==== Material supplied ====

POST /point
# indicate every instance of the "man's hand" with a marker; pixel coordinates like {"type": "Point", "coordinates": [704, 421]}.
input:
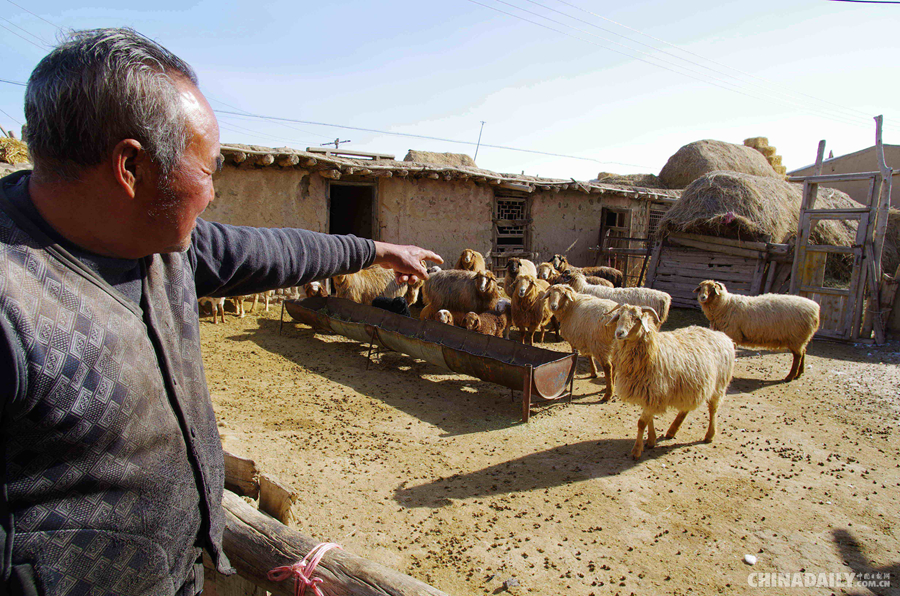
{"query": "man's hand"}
{"type": "Point", "coordinates": [408, 262]}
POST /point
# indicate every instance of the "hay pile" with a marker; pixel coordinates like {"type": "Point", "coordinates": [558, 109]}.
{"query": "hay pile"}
{"type": "Point", "coordinates": [755, 208]}
{"type": "Point", "coordinates": [761, 144]}
{"type": "Point", "coordinates": [13, 151]}
{"type": "Point", "coordinates": [440, 159]}
{"type": "Point", "coordinates": [642, 180]}
{"type": "Point", "coordinates": [702, 157]}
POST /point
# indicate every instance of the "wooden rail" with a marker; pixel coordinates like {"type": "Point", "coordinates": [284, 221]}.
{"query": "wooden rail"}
{"type": "Point", "coordinates": [255, 543]}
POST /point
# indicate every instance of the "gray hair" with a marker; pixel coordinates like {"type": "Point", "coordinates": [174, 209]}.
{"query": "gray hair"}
{"type": "Point", "coordinates": [101, 86]}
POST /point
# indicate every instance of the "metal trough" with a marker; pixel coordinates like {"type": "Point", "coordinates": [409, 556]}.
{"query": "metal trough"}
{"type": "Point", "coordinates": [541, 374]}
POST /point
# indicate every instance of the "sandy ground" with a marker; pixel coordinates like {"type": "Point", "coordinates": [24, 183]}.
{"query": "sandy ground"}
{"type": "Point", "coordinates": [435, 475]}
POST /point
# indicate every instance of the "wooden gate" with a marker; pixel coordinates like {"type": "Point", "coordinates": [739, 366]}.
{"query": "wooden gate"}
{"type": "Point", "coordinates": [842, 307]}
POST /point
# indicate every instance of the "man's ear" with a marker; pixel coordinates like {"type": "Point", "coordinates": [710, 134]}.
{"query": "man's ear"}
{"type": "Point", "coordinates": [129, 164]}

====

• How to complete this task:
The listing above must be restated word for word. Its pictures are to be left out.

• Response:
POST /point
# indicate every instance of the "man's hand" with a marker; pixel coordinates like {"type": "Point", "coordinates": [704, 421]}.
input:
{"query": "man's hand"}
{"type": "Point", "coordinates": [408, 262]}
POST /point
# indicate every instance of the "hay pile" with a marker; pixel coordinates like {"type": "Point", "coordinates": [558, 109]}.
{"query": "hay pile"}
{"type": "Point", "coordinates": [755, 208]}
{"type": "Point", "coordinates": [761, 144]}
{"type": "Point", "coordinates": [13, 151]}
{"type": "Point", "coordinates": [440, 159]}
{"type": "Point", "coordinates": [642, 180]}
{"type": "Point", "coordinates": [702, 157]}
POST /point
# indicate every instance of the "wooden rail" with a marker; pixel coordinates like {"type": "Point", "coordinates": [284, 221]}.
{"query": "wooden rail"}
{"type": "Point", "coordinates": [255, 543]}
POST /point
# indicate every instance of the "gray hair" with a marker; pixel coordinates like {"type": "Point", "coordinates": [174, 209]}.
{"query": "gray hair"}
{"type": "Point", "coordinates": [101, 86]}
POST /point
# indicate every instance of the "metal trough" with a marker; pixel coordinates like {"type": "Point", "coordinates": [409, 556]}.
{"query": "metal trough"}
{"type": "Point", "coordinates": [541, 374]}
POST /point
# indicate every instance of the "sandy ground" with a marker; pixel coordinates like {"type": "Point", "coordinates": [24, 183]}.
{"query": "sandy ground"}
{"type": "Point", "coordinates": [435, 475]}
POST /point
# indicate every instance of the "wooden gate" with a marker; pixel coordinates like {"type": "Point", "coordinates": [739, 366]}.
{"query": "wooden gate"}
{"type": "Point", "coordinates": [842, 307]}
POST /point
# indicate every instance of the "man's ear" with a marker; pixel coordinates like {"type": "Point", "coordinates": [710, 134]}.
{"query": "man's ear"}
{"type": "Point", "coordinates": [129, 164]}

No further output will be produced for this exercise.